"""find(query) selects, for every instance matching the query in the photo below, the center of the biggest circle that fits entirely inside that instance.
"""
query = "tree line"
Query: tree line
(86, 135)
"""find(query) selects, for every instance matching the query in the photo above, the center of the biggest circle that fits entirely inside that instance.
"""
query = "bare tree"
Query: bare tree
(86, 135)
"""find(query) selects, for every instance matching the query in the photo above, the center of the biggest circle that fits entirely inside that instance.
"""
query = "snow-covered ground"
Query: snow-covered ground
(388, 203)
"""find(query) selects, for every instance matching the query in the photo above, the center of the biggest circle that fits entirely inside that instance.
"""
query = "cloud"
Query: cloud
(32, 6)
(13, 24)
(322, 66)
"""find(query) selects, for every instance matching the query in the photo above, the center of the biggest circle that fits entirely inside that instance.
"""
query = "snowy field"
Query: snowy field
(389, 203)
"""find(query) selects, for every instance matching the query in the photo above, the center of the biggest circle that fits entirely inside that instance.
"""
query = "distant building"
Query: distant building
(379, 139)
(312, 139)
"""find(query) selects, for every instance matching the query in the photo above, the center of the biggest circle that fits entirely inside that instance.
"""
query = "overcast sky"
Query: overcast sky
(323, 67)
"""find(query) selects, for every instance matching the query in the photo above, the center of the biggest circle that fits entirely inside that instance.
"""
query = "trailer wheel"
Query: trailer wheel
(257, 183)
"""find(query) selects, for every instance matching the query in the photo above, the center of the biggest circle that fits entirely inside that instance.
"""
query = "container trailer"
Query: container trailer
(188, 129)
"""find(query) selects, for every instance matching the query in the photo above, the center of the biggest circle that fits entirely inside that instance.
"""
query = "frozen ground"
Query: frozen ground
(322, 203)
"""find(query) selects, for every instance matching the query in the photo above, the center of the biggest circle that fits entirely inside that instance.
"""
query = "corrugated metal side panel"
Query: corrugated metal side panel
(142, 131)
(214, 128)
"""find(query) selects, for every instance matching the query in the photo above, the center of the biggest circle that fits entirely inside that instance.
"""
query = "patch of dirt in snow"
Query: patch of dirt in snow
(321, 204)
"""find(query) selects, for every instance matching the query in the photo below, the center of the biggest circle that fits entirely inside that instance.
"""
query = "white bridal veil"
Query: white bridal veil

--------

[EXERCISE REQUIREMENTS]:
Every entry above should be retyped exactly as shown.

[PROBLEM SOLUTION]:
"""find(query) selects, for every instance matching the query in the photo below, the center of the biggest circle that fits entirely inside that instance.
"""
query = "tree line"
Query: tree line
(86, 135)
"""find(query) selects, for every instance matching the query in the photo above, the center of the biggest circle that fits entirely inside that instance.
"""
query = "bare tree"
Query: bare tree
(86, 135)
"""find(query) selects, for every instance matching the query in the photo above, the center of the biggest circle that fits entirely inside that instance.
"""
query = "snow-covered ground"
Query: snow-covered ground
(388, 203)
"""find(query) selects, for every instance matching the query in the photo above, the center of the biggest circle that fits entirely inside that instance.
"""
query = "cloud"
Query: cloud
(32, 6)
(13, 24)
(322, 66)
"""find(query) selects, for every instance matching the query in the photo above, the center of the biggest circle that fits entirely inside that instance.
"""
query = "snowy field"
Query: snowy field
(389, 203)
"""find(query) selects, for every instance matching the query in the photo above, the center of the biggest circle that fits entirely inside that instance.
"""
query = "distant building"
Query: distant building
(379, 139)
(312, 139)
"""find(query) selects, for every instance matching the query in the photo above, the center of the biggest circle that fits entirely inside that instance.
"""
query = "overcast sky"
Query: overcast sky
(323, 67)
"""find(query) selects, for every instance matching the query in the photo above, the center of the biggest circle that fits entirely inside that instance.
"""
query = "trailer wheel"
Query: trailer wheel
(257, 183)
"""find(query) selects, for every instance matching the query in the photo above, the center of the biggest circle that fits entirely inside that instance.
"""
query = "container trailer"
Query: container trailer
(188, 129)
"""find(query) selects, for every instance matching the query in the photo above, the center of the biggest circle that fits entirely inside that instance.
"""
query = "frozen ground"
Query: frozen ground
(322, 203)
"""find(query) selects, for every instance matching the query in the photo above, the center of the biggest circle that fits entirely inside that instance.
"""
query = "corrugated metal side panel"
Query: corrugated metal side panel
(142, 131)
(214, 128)
"""find(query) selects, for every instance matching the query in the photo above, the center of the biggest circle that fits entirely inside that instance.
"""
query = "patch of dirt in snow"
Query: patch of dirt in snow
(321, 204)
"""find(query) selects, for every instance matching the query in the photo below, the center of the biggest circle that fits entirely inside that instance.
"""
query = "white bridal veil"
Query: white bridal veil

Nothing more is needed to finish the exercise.